Dataset entries
════════════════════

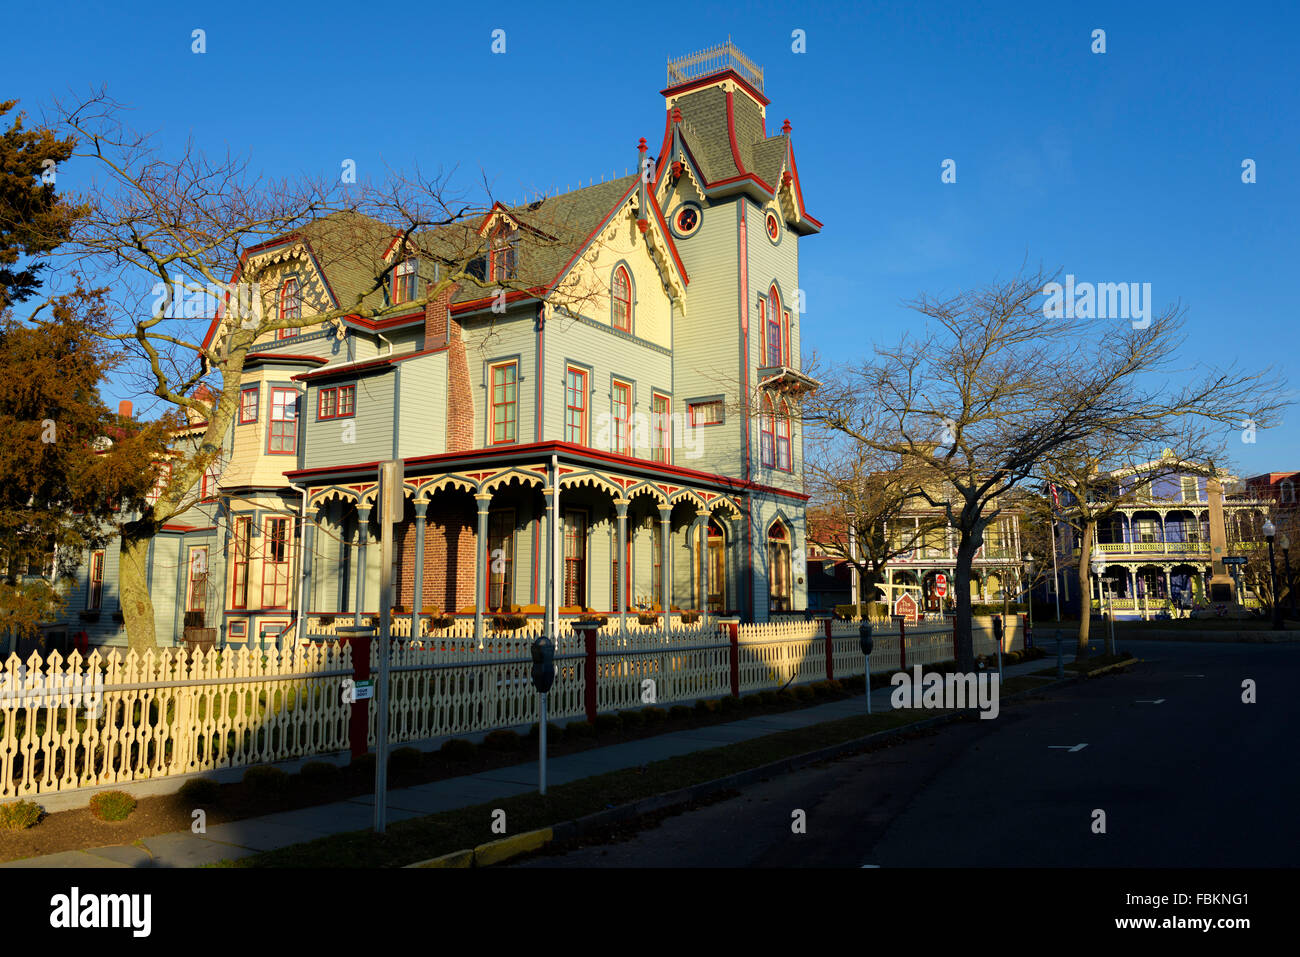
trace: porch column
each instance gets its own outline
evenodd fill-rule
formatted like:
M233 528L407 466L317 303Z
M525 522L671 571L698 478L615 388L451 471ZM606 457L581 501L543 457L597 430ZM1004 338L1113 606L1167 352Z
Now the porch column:
M361 624L361 608L366 601L366 543L370 541L370 506L357 507L357 591L352 624Z
M664 633L668 632L668 606L672 604L672 518L671 506L659 506L659 608L663 613Z
M1137 591L1137 588L1138 588L1138 586L1137 586L1137 570L1134 569L1132 565L1128 566L1128 567L1125 568L1124 570L1125 570L1126 572L1128 572L1129 597L1133 599L1133 602L1134 602L1134 606L1133 606L1133 607L1136 608L1136 607L1137 607L1137 597L1138 597L1138 591Z
M542 505L546 509L546 615L542 628L554 641L557 638L559 615L555 606L555 498L550 487L542 489Z
M702 610L708 601L704 595L704 552L708 539L701 538L701 536L704 535L704 530L708 521L708 513L696 512L695 520L691 522L691 567L693 569L691 577L694 581L693 588L695 595L698 596L698 598L693 598L692 600L697 601L695 606L697 611Z
M424 518L428 502L415 503L415 581L411 586L411 640L420 638L420 612L424 610Z
M307 522L302 533L302 574L298 577L298 637L307 637L307 616L311 614L315 580L311 577L316 564L316 523Z
M614 499L614 508L618 510L618 633L627 634L627 506L625 498Z
M491 495L475 495L478 502L478 538L474 542L474 640L483 645L483 605L487 601L488 507Z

════════════════════

EXERCISE: Return each line of the data, keeping its wording exact and omitting pictures.

COMPLETED EXERCISE:
trace: porch column
each instance gets its own outline
evenodd fill-rule
formatted like:
M233 528L407 466L317 303Z
M525 522L671 571L698 478L615 388L451 471ZM606 457L581 501L543 457L597 430ZM1004 338L1113 606L1167 352Z
Now the porch column:
M361 624L361 608L366 601L366 543L370 541L370 506L357 507L357 591L352 624Z
M664 633L668 632L668 606L672 604L672 518L671 506L659 506L659 608L663 613Z
M1137 591L1137 588L1138 588L1138 586L1137 586L1137 570L1134 569L1132 565L1128 566L1128 567L1125 568L1124 570L1125 570L1126 572L1128 572L1129 597L1133 599L1133 602L1134 602L1134 606L1133 606L1133 607L1136 608L1136 607L1137 607L1137 597L1138 597L1138 591Z
M542 505L546 509L546 615L542 628L554 641L557 638L559 615L555 606L555 498L550 487L542 489Z
M702 610L708 601L704 595L704 552L708 539L701 538L701 536L704 535L704 530L708 521L708 513L696 512L695 520L691 522L691 567L693 569L691 577L694 581L693 588L695 595L698 596L698 598L693 598L692 600L697 601L695 606L697 611Z
M424 518L428 502L415 503L415 581L411 586L411 640L420 638L420 612L424 610Z
M307 522L302 533L302 574L298 577L298 637L307 637L307 616L311 614L315 580L311 577L316 564L316 523Z
M614 499L614 508L618 510L618 633L627 634L627 506L625 498Z
M491 495L475 495L478 502L478 538L474 542L474 640L483 645L483 605L487 601L488 507Z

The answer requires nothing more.